▶ _DATA TO PROCESS_
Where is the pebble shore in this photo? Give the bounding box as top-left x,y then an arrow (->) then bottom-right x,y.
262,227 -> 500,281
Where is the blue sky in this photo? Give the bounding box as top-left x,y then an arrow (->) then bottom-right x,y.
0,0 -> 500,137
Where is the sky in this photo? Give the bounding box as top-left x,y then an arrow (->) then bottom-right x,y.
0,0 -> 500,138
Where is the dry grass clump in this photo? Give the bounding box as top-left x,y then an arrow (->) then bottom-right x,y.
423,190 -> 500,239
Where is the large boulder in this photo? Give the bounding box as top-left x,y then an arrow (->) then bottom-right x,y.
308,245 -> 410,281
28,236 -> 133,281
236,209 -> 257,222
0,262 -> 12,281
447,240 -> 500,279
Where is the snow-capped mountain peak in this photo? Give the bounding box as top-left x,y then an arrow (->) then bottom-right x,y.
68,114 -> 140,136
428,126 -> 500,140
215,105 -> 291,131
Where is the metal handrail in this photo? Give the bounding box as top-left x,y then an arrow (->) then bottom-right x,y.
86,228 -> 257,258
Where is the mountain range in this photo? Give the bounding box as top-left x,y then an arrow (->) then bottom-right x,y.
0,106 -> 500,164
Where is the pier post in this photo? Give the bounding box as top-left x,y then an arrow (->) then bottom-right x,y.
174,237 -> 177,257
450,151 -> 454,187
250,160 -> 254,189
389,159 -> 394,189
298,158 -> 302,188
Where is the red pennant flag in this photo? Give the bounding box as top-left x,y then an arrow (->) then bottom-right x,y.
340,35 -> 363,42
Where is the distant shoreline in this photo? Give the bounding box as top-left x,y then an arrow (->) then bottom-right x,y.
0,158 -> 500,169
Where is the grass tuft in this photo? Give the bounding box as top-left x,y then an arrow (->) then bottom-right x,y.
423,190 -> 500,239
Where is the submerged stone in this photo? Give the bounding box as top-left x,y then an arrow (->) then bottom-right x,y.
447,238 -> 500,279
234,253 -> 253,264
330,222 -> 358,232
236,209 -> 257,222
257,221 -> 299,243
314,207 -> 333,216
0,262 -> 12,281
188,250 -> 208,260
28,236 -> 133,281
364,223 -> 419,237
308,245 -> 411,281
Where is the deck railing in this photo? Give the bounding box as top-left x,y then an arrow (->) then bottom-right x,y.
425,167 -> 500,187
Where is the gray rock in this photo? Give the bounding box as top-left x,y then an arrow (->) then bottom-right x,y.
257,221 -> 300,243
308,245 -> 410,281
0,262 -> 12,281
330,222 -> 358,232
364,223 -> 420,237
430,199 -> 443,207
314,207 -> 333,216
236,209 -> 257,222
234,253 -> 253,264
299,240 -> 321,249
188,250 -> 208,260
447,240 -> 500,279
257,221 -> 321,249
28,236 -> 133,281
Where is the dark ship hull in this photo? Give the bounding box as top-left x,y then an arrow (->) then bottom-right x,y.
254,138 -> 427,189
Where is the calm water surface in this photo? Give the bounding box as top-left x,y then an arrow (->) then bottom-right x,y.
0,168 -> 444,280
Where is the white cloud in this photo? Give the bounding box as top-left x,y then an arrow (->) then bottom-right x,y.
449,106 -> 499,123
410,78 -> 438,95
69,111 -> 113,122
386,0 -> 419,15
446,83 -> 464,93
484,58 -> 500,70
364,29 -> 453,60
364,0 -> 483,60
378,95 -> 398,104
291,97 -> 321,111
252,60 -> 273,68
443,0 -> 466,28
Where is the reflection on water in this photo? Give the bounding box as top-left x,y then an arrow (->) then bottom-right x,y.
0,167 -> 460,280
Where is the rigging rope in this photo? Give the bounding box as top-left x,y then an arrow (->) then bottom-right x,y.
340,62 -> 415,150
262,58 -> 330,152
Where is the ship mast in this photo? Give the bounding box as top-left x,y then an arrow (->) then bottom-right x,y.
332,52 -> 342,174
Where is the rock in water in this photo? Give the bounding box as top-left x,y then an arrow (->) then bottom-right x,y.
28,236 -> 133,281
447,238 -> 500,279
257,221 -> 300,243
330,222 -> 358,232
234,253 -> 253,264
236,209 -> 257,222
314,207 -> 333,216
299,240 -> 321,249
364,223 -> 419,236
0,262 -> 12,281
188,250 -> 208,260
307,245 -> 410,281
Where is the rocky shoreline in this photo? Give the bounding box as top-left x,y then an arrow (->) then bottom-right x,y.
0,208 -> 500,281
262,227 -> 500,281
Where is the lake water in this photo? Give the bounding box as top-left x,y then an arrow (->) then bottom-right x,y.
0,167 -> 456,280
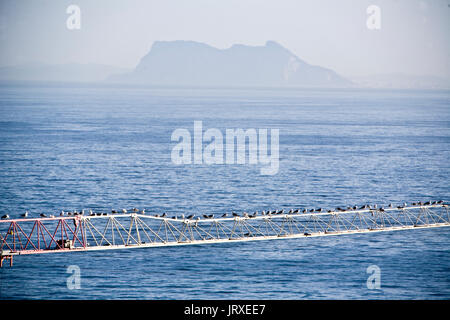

▶ _EXERCISE BRIEF_
Locate each line in the records above that contains the word "shoreline", and copy those lines.

▶ _SOLUTION TO THE EXERCISE_
Where is the distant shoreline in this photo? Give the bounding box as top-left x,y then an arrow (->) then bottom-right x,y.
Where is the rocky shoreline in this photo? Give the bounding box as top-left x,y then an arrow (->) then bottom-right x,y.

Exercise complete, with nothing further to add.